• WHAT TO WORK ON: Set down every line of the listing below, reproducing each one word for word and keeping the original order.

• EXERCISE DATA:
☆ ☆ ☆

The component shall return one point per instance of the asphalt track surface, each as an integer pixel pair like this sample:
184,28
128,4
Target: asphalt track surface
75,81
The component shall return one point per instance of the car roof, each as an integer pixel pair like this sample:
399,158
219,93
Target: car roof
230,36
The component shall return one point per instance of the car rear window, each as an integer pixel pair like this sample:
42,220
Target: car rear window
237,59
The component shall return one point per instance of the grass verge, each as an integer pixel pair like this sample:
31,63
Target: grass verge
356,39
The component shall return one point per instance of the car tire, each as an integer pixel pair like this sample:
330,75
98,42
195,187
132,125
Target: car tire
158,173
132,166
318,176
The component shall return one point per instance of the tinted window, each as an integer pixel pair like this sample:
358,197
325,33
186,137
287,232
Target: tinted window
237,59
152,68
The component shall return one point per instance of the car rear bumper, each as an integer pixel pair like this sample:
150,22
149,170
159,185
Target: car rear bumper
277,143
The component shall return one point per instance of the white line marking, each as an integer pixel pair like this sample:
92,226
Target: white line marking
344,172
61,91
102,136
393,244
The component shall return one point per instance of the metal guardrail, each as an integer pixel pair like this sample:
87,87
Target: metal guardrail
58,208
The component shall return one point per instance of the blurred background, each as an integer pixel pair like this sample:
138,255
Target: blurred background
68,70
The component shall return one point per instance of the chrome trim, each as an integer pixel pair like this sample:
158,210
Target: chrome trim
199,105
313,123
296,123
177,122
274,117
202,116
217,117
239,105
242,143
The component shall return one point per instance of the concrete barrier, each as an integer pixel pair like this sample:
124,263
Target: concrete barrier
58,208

☆ ☆ ☆

• ANSWER FOR THE TASK:
The component shall return one point per instance of the asphalt track surface, each as an integer pixel pair like this sample:
184,28
128,4
Target: asphalt track surface
75,81
The component shall return one point per instance of the car roof, each as an integer pixel pair like this sample:
399,158
219,93
Target: car roof
230,36
The component shall return one point per instance of the car rear window, each as an integer pixel pair like this sample:
42,220
Target: car rear window
237,59
The component shall return one point per instance of the grass verge, each as an integer pixel pair like this sample:
31,63
Target: grass verge
356,39
The component shall return one point per instance of the car tire, each as an integer pixel pair like this sample:
330,75
98,42
195,187
132,125
Target: car tire
158,173
132,166
318,176
The component shall return one point per instance of the tinted window, each as an integer pixel pair like this sample:
358,197
325,33
186,137
287,232
Target: tinted window
237,59
152,68
The component shall return one point per instance of the car rear bumper, each as an integer pixel pair like this sample:
150,22
149,170
159,185
Target: car rear bumper
277,143
The component shall return one point per instance of the white line marking, each as an integer pixel pair like this sample:
92,226
Target: white line marking
344,172
61,91
102,136
393,244
The component shall return one point per instance of the metal guardrail, each as an integer pixel pair like this sample:
87,87
Target: metal guardrail
58,208
The component shall return one point per instance of the blurred background, each as an integer pixel pair like this sample:
138,255
Target: blurred background
68,70
The component shall return one point per instance of the chrome trim, each as an integer pixel pair like this sample:
158,210
Target: chrome trim
199,105
313,123
296,123
177,122
274,117
202,116
217,117
239,105
242,143
The component shall return one point per instance of the concrete barrier, each as an integer pixel pair like this sample:
124,263
Target: concrete barrier
58,208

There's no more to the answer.